## Document passage
* start *
Azaranica is a non-biased news aggregator on Hazaras. The main aim is to promote understanding and respect for cultural identities by highlighting the realities they face on daily basis...Hazaras have been the victim of active persecution and discrimination and one of the reasons among many has been the lack of information, awareness, and disinformation.

Wednesday, October 24, 2012

Insight: Pakistani death squads spur desperate voyage to Australia

By Matthew Bigg, Matthew Green and James Grubel

QUETTA, Pakistan/PUNCAK,Indonesia | Wed Oct 24, 2012 6:29pm EDT

(Reuters) - It was 3 a.m. when Abid Warasi and his friend clambered into an Indonesian fishing boat, joining 300 other migrants packed into the hold. Only a few days away by sea, Australia seemed tantalizingly close.

Six hours into the voyage, the craft overturned. The two teenagers clung to the upturned hull. One by one, survivors lost purchase and drifted away, their dreams swallowed by the warm waters of the Java Sea.

"When the boat capsized, the dead bodies came floating above the water," Warasi said, recounting his ordeal in the Indonesian hill town of Puncak, just south of Jakarta. "Our hearts were so sad for them and we were waiting for our own time when we would die."

The heroism that would ensure the pair survived 48 hours in the water is not merely testament to the bond of friendship that has united Warasi and Muhammad Muntaziri since their childhoods in the Pakistani city of Quetta.

Their determination is also a reflection of the ferocity of the persecution unleashed upon their ethnic Hazara community, who are almost all members of Pakistan's Shi'ite minority.
* end *
In the news article on the Hazara boat survivors, beyond their friendship, what does the two teenagers' determination to survive reflect? Answer in one to three sentences. The items after this come from a different source.

## Extracted entries
* start *
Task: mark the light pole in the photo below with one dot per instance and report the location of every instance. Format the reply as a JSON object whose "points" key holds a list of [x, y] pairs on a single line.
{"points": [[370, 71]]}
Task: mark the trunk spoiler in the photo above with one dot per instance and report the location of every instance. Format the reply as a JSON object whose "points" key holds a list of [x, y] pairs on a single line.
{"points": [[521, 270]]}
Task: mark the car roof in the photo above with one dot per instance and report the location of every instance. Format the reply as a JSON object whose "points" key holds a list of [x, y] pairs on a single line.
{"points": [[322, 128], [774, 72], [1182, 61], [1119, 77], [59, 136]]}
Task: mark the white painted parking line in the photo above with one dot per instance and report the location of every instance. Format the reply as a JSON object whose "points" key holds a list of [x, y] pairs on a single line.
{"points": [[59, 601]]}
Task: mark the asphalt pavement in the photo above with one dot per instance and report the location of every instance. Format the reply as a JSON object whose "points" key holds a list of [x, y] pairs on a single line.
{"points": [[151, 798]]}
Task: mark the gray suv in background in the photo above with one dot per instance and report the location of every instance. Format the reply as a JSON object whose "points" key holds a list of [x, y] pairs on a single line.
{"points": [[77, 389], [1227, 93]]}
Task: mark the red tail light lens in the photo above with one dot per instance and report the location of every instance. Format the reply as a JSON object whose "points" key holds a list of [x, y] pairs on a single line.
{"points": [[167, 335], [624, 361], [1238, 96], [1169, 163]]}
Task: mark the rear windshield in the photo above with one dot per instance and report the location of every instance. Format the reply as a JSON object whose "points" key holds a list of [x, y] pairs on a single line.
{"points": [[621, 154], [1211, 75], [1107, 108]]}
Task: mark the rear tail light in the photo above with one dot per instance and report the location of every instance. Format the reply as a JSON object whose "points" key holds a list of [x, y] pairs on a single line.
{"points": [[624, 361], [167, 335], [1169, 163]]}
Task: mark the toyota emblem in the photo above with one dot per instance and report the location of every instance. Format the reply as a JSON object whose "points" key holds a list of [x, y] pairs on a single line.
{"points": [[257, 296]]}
* end *
* start *
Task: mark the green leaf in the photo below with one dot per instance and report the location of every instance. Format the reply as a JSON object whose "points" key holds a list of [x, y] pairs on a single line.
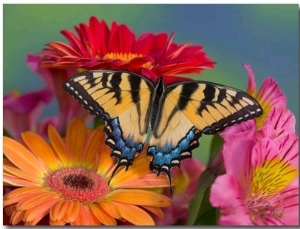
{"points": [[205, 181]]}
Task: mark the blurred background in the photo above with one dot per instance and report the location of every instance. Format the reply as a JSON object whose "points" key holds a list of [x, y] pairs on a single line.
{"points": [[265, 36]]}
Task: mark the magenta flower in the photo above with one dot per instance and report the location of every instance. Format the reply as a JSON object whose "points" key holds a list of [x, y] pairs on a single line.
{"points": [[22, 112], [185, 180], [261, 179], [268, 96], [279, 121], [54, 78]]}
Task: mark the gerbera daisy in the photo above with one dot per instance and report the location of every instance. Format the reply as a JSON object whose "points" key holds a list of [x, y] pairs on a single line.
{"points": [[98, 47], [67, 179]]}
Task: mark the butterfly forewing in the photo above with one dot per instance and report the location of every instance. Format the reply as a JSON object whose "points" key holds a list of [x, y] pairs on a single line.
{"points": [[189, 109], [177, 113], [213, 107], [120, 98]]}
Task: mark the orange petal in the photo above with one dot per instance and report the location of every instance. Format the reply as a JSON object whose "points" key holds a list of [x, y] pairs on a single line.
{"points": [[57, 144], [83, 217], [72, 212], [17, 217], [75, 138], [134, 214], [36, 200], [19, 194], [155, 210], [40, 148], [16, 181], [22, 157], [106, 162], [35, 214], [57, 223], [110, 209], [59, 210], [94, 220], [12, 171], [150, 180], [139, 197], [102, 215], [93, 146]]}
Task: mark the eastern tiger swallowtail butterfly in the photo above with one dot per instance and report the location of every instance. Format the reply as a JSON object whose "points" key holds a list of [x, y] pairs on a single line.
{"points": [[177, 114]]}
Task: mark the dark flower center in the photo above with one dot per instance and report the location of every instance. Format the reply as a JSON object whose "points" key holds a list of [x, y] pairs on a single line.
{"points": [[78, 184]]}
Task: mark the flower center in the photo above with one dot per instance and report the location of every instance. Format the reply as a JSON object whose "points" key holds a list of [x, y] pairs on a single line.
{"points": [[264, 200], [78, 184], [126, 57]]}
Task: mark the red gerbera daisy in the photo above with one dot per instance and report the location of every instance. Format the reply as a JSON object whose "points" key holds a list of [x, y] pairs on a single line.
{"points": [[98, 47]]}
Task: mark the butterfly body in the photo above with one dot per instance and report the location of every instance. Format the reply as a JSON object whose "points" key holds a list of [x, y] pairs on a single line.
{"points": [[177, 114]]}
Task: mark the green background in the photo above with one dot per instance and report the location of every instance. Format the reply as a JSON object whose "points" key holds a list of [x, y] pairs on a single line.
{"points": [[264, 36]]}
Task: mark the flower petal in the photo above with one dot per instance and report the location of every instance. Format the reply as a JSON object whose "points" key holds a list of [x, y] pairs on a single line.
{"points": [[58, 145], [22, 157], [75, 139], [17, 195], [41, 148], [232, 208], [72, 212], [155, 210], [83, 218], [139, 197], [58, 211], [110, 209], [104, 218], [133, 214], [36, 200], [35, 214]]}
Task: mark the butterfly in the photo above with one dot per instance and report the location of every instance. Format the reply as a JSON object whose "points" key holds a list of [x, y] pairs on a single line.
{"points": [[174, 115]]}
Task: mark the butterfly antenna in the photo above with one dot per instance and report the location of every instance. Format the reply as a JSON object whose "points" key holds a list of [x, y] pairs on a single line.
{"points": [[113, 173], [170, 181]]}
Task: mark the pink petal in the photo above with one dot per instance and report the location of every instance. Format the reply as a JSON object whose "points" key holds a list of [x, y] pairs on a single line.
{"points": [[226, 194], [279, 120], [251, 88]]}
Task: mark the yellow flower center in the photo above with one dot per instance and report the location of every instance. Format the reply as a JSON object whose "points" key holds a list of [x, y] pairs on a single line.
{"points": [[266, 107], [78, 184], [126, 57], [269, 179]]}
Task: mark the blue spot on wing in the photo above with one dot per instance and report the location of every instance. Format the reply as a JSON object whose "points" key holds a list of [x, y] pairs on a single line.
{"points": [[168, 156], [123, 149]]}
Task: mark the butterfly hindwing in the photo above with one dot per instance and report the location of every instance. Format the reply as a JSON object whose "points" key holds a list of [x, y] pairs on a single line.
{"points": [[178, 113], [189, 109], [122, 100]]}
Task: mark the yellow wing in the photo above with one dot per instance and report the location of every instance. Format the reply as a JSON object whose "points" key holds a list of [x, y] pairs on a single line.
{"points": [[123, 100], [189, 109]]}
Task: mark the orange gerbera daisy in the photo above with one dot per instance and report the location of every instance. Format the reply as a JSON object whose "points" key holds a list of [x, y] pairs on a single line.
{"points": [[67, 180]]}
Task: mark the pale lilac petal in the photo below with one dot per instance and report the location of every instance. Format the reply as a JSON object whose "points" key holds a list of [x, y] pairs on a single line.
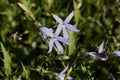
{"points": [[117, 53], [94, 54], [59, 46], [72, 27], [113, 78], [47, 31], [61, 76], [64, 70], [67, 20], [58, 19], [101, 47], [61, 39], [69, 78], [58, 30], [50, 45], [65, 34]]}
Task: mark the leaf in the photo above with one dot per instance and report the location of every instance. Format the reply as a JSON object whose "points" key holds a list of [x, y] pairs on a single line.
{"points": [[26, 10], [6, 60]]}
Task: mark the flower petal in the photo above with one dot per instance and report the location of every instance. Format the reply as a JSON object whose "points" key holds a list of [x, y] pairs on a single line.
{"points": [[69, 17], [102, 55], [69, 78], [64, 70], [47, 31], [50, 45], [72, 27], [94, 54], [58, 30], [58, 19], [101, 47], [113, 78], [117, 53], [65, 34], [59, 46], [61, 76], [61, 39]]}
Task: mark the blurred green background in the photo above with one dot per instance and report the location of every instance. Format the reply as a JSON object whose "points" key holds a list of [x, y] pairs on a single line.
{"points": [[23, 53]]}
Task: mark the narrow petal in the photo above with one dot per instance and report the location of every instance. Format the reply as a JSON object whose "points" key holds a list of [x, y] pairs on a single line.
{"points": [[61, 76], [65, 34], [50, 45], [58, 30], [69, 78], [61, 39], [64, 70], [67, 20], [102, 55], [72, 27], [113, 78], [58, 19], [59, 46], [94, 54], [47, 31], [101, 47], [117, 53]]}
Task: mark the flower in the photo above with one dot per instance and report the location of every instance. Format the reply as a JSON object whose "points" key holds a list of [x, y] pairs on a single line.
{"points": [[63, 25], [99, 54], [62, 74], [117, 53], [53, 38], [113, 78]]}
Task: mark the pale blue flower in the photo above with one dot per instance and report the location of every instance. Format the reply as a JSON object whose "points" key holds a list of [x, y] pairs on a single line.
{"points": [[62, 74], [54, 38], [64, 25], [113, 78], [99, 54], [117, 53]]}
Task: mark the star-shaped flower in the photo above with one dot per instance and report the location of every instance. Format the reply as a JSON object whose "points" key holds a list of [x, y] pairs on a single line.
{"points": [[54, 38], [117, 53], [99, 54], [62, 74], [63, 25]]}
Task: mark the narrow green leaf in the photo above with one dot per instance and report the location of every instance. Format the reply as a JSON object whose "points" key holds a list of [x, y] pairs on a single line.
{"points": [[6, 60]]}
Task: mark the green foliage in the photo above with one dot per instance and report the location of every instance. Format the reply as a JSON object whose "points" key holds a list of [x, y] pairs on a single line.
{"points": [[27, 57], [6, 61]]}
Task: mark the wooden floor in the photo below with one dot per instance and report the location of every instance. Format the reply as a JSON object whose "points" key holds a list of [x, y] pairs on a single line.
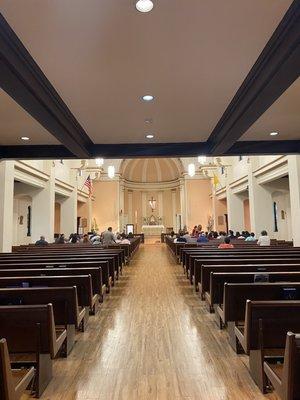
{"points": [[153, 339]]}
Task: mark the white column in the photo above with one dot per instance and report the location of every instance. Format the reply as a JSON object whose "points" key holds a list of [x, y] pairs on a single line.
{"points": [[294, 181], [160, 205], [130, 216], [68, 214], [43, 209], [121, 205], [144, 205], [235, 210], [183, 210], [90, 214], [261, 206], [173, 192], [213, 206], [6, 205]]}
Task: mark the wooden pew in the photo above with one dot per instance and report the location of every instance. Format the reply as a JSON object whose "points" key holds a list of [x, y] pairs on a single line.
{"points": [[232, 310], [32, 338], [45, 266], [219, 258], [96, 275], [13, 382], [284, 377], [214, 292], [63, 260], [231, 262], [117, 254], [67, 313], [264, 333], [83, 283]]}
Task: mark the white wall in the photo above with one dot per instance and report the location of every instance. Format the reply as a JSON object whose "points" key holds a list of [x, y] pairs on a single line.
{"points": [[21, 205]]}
* end *
## Result for this task
Their determination reflects how fierce the persecution of their ethnic Hazara community has been. Almost all Hazaras belong to Pakistan's Shi'ite minority.